[Segmentation labeling entries]
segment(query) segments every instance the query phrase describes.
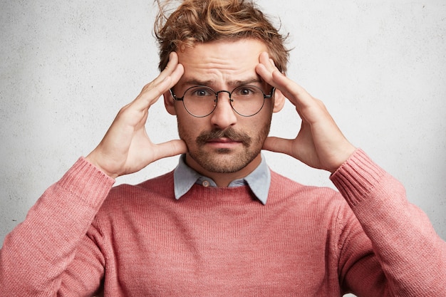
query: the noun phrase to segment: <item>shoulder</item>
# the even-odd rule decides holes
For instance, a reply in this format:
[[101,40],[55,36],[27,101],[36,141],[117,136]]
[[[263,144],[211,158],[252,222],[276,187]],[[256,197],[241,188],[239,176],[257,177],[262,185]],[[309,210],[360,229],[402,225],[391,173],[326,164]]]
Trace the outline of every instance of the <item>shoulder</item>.
[[340,211],[351,211],[345,199],[334,189],[304,185],[274,171],[271,173],[268,204],[328,217],[336,217]]
[[114,187],[101,207],[102,212],[122,212],[126,209],[140,208],[151,203],[175,200],[173,172],[147,179],[140,184]]

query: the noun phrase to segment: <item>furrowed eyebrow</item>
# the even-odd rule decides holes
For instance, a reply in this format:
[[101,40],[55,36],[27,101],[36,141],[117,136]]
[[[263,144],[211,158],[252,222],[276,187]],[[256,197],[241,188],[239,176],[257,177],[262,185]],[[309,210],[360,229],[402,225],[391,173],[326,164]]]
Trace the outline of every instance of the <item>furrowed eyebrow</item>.
[[[251,85],[253,83],[264,83],[264,80],[260,77],[248,78],[246,80],[230,80],[227,83],[228,85],[230,85],[233,88],[238,87],[239,85]],[[184,83],[182,83],[184,86],[193,86],[193,85],[206,85],[206,86],[212,86],[215,85],[215,80],[200,80],[195,78],[187,80]]]

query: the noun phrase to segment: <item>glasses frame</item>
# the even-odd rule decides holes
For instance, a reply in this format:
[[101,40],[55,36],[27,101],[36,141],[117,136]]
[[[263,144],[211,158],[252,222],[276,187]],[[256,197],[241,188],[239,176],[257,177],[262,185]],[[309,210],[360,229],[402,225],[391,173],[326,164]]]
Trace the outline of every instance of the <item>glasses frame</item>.
[[[234,108],[234,106],[232,106],[232,102],[234,102],[234,100],[232,100],[232,98],[231,98],[231,95],[232,95],[232,93],[234,93],[234,91],[235,90],[237,90],[239,88],[241,87],[249,87],[249,88],[256,88],[259,90],[260,90],[260,91],[261,92],[261,93],[264,95],[264,101],[263,103],[261,104],[261,107],[259,109],[259,110],[257,110],[255,113],[253,113],[252,115],[242,115],[240,113],[239,113],[235,108]],[[212,109],[212,110],[211,110],[210,113],[209,113],[207,115],[194,115],[193,113],[192,113],[190,111],[189,111],[189,110],[187,109],[187,108],[186,107],[186,105],[185,104],[185,95],[186,95],[186,93],[187,93],[187,91],[192,88],[206,88],[210,90],[212,90],[212,92],[214,92],[214,94],[215,94],[215,105],[214,105],[214,108]],[[215,108],[217,108],[217,104],[218,103],[218,95],[220,93],[227,93],[229,96],[229,104],[231,105],[231,108],[232,108],[232,110],[234,110],[237,115],[239,115],[242,117],[245,117],[245,118],[249,118],[249,117],[252,117],[253,115],[256,115],[257,113],[260,113],[260,110],[262,110],[262,108],[264,108],[264,105],[265,105],[265,99],[271,99],[274,95],[274,91],[276,90],[276,88],[272,87],[271,89],[271,91],[269,91],[269,94],[265,94],[264,92],[259,87],[256,86],[256,85],[239,85],[236,88],[234,88],[234,90],[232,90],[231,92],[229,92],[229,90],[221,90],[219,91],[215,91],[213,88],[208,87],[207,85],[193,85],[190,88],[188,88],[185,93],[183,93],[182,97],[177,97],[177,95],[175,95],[175,93],[173,91],[173,88],[172,88],[170,90],[170,95],[172,95],[172,97],[173,98],[173,99],[175,101],[182,101],[182,105],[185,107],[185,109],[186,110],[186,111],[190,115],[192,115],[195,118],[205,118],[208,115],[209,115],[211,113],[214,113],[214,110],[215,110]]]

## PROBLEM DESCRIPTION:
Write out the whole listing again, exactly, with no pictures.

## OUTPUT OF THE EXERCISE:
segment(query) segments every instance the query phrase describes.
query: the noun phrase to segment: <item>shoulder</item>
# the even-odd rule decides holes
For instance, a reply in this format:
[[101,40],[55,36],[27,101],[36,141],[117,136]]
[[[263,144],[211,158],[252,222],[276,187]],[[256,197],[241,188],[239,176],[257,177],[262,185]],[[309,210],[360,229],[402,225],[391,173],[326,164]]]
Trace the outline of every instance of the <item>shoulder</item>.
[[340,211],[351,211],[345,199],[334,189],[304,185],[274,171],[271,173],[268,204],[328,217],[336,217]]
[[114,187],[101,207],[102,212],[122,212],[126,209],[140,208],[151,203],[175,200],[173,172],[147,179],[140,184]]

query: the noun phrase to segment: <item>furrowed eyebrow</item>
# the even-odd rule decides holes
For instance, a reply in this format:
[[101,40],[55,36],[27,101],[36,141],[117,136]]
[[[263,144],[211,158],[252,222],[276,187]],[[256,197],[241,188],[239,176],[257,177],[262,185]],[[309,210],[360,229],[402,225],[391,173],[326,164]]]
Trace the outline of every instance of the <item>furrowed eyebrow</item>.
[[[251,85],[253,83],[264,83],[264,80],[260,77],[248,78],[246,80],[230,80],[227,83],[228,85],[230,85],[233,88],[238,87],[239,85]],[[184,83],[182,83],[184,86],[193,86],[193,85],[206,85],[206,86],[212,86],[215,85],[215,80],[200,80],[195,78],[187,80]]]

query: the noun phrase to segment: <item>glasses frame</item>
# the even-odd rule decides holes
For instance, a reply in this format:
[[101,40],[55,36],[27,101],[36,141],[117,136]]
[[[263,144],[211,158],[252,222],[276,187]],[[256,197],[241,188],[239,176],[257,177],[262,185]],[[309,210],[360,229],[402,225],[391,173],[326,164]]]
Trace the outline of every instance of the <item>glasses frame</item>.
[[[234,108],[234,106],[232,106],[232,102],[234,102],[234,100],[232,100],[232,98],[231,98],[231,95],[232,95],[232,93],[234,93],[234,91],[235,90],[237,90],[239,88],[241,87],[249,87],[249,88],[256,88],[259,90],[260,90],[260,91],[261,92],[261,93],[264,95],[264,101],[263,103],[261,104],[261,107],[259,109],[259,110],[257,110],[255,113],[253,113],[252,115],[242,115],[240,113],[239,113],[235,108]],[[212,109],[212,110],[211,110],[210,113],[209,113],[207,115],[194,115],[193,113],[192,113],[190,111],[189,111],[189,110],[187,109],[187,108],[186,107],[186,105],[185,104],[185,95],[186,95],[186,93],[187,93],[187,91],[192,88],[206,88],[210,90],[212,90],[212,92],[214,92],[214,94],[215,94],[215,105],[214,105],[214,108]],[[215,108],[217,108],[217,104],[218,103],[218,95],[220,93],[227,93],[229,96],[229,104],[231,105],[231,108],[232,108],[232,110],[234,110],[237,115],[239,115],[242,117],[245,117],[245,118],[249,118],[249,117],[252,117],[253,115],[256,115],[257,113],[260,113],[260,110],[262,110],[262,108],[264,108],[264,105],[265,105],[265,99],[271,99],[274,95],[274,91],[276,90],[276,88],[272,87],[271,89],[271,91],[269,91],[269,94],[265,94],[264,92],[259,87],[256,86],[256,85],[239,85],[236,88],[234,88],[234,90],[232,90],[231,92],[229,92],[229,90],[221,90],[219,91],[215,91],[213,88],[208,87],[207,85],[193,85],[190,88],[188,88],[185,93],[183,93],[182,97],[177,97],[177,95],[175,95],[175,93],[173,91],[173,88],[172,88],[170,90],[170,95],[172,95],[172,97],[173,98],[173,99],[175,101],[182,101],[182,105],[185,107],[185,109],[186,110],[186,111],[190,115],[192,115],[195,118],[205,118],[208,115],[209,115],[211,113],[214,113],[214,110],[215,110]]]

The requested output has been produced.